▶ [Instrução da tarefa] Prolongue a crítica do filme Snowden: Herói ou Traidor, começando logo após o último parágrafo apresentado.

▶ [Texto de estudo]
· · · · · · ·
Crítica | Snowden: Herói ou Traidor
2016 foi um ano particularmente trágico no mundo e uma das surpresas mais negativas surgiu com a eleição de Donald Trump à presidência dos Estados Unidos. Por tudo que defende, o futuro comandante da nação mais poderosa do planeta representa não só a possibilidade de uma escalada ainda maior do processo de desequilíbrio econômico-social no mundo, mas sobretudo da expansão do cerceamento das liberdades individuais. E é justamente nesse contexto que Snowden: Herói ou Traidor, novo filme de Oliver Stone sobre o ex-funcionário da CIA e da NSA, se torna absolutamente relevante e terrivelmente assustador.
Escrito pelo próprio Stone em parceira com Kieran Fitzgerald a partir dos livros Os Arquivos Snowden e Time of the Octopus (ainda sem tradução no Brasil), Snowden é um filme que resgata tudo aquilo que se espera de seu diretor. Com forte viés político, como não poderia deixar de ser, a produção constrói um thriller digno de John Le Carré para mostrar os eventos que culminaram na divulgação de documentos secretos da NSA em junho de 2013 ao mesmo tempo em que nos apresenta quem de fato é Edward Snowden, o homem responsável pelo vazamento de informações que mancharam irremediavelmente a administração de Barack Obama.
Interpretado por um Joseph Gordon-Levitt num trabalho que impressiona pelas sutilezas com que emula o personagem título quase à perfeição (quem viu o documentário ganhador do Oscar 2015, Citizenfour, vai notar como o ator ficou realmente parecido com Snowden tanto na postura física quanto no tom de voz), o ex-CIA e NSA se revela uma figura fascinante à medida em que vemos a trajetória da transformação do homem que acreditava plenamente que a “América” é o melhor lugar do mundo e confiava em seus governantes – achando absurdo, por exemplo, quem criticava o presidente – àquele que resolveu expor o maior segredo destes para o mundo.
O filme estrutura e divide sua narrativa basicamente entre duas coisas: os bastidores da longa entrevista que Snowden deu à documentarista Laura Poitras (Melissa Leo) e aos jornalistas Glenn Greenwald (Zachary Quinto) e Ewen MacAskill (Tom Wilkinson) em Hong Kong em junho de 2013 e os flashbacks que trazem recortes da carreira de Snowden evidenciando alguns de seus feitos em posições de destaque tanto na CIA quanto na NSA (que inclusive provam que ele não era um reles analista terceirizado como o governo americano tentou pintá-lo depois) além de sua própria vida pessoal quando mostra como seu relacionamento com a progressista Lindsay Mills (Shailene Woodley) influenciou a mudança de perspectiva que ele experimentou.
· · · · · · ·
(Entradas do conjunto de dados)
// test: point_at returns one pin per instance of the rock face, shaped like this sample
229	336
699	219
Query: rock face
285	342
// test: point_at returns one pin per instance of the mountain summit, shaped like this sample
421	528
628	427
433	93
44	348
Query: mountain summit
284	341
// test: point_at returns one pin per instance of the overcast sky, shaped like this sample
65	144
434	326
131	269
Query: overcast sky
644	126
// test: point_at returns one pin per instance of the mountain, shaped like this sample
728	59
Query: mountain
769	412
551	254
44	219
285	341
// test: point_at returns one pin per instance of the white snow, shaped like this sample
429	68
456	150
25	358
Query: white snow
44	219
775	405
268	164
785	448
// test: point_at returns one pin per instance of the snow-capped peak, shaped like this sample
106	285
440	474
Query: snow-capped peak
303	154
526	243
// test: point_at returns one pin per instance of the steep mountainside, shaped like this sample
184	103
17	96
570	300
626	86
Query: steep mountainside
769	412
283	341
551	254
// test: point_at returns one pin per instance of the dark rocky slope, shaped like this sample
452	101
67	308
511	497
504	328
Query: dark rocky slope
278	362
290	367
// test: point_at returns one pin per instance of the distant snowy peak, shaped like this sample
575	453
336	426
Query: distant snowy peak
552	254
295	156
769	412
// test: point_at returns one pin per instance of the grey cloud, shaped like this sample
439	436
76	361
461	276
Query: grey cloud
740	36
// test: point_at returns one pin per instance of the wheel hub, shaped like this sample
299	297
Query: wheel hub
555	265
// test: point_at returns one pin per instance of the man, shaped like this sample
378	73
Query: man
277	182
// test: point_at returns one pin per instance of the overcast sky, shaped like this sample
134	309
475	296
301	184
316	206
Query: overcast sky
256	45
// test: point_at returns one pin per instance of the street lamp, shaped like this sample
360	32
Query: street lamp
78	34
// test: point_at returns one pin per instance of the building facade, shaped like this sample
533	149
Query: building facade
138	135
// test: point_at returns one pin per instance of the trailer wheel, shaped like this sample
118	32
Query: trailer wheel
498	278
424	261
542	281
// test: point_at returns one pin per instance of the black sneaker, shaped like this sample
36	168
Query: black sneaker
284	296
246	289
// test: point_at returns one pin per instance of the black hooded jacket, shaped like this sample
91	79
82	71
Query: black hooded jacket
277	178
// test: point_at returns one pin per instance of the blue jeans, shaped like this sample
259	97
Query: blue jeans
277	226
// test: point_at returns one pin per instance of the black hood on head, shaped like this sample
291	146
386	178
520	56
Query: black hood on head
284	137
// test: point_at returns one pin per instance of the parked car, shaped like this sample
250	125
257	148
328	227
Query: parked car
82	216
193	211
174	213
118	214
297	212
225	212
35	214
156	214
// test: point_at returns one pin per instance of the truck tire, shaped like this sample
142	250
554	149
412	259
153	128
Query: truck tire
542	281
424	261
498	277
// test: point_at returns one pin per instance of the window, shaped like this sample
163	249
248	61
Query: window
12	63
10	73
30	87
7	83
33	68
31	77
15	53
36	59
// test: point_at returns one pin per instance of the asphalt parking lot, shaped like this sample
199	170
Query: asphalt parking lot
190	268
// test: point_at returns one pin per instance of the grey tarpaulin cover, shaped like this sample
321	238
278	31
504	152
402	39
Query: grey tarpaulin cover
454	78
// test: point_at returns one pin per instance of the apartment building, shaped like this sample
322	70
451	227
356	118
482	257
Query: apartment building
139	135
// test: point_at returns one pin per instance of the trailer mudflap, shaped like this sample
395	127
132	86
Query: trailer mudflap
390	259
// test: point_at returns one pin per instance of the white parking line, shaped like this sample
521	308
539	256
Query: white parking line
· · · · · · ·
▶ [Resposta ao exercício]
A propósito, ainda que tenha o thriller político no seu DNA, Snowden, por vezes, ganha ares de filme de terror quando evidencia quão ameaçadoras são as ferramentas que a NSA dispunha (e provavelmente continua dispondo) para monitorar cidadãos mundo afora que sequer sabem que estão sendo vigiados das formas mais vis. É o choque de realidade que o filme provoca, aliás, que o transforma numa obra tão importante, já que expõe com todas as letras que o terrorismo foi a mera desculpa que o governo americano usou para obter vantagens em negociações econômicas com outros países através do monitoramento secreto de outros governos e empresas estrangeiras.
Expositivo na medida certa, Snowden traz também o importante alerta sobre como é fundamental ter uma mídia imparcial genuinamente interessada em expor fatos de interesse público doa a quem doer em oposição àquela que defende interesses particulares omitindo ou manipulando informações. Nesse contexto, aliás, há uma sequência já no terceiro ato do filme que deveria fazer muito paneleiro aqui no Brasil ficar envergonhado ou no mínimo pensando como sou trouxa por ter acreditado em tudo que os JNs da vida me disseram por meses a fio sobre o que estava acontecendo no país.
E se isso, por si só, não te convencer da relevância que um filme como Snowden deveria ter, o momento político atual dos Estados Unidos, aliado a uma fala de seu personagem título já na parte final da produção sobre os riscos de estarmos nos aproximando do ponto em que poderemos perder totalmente nossa liberdade e direito à privacidade em nome da pretensa segurança devem fazer o serviço.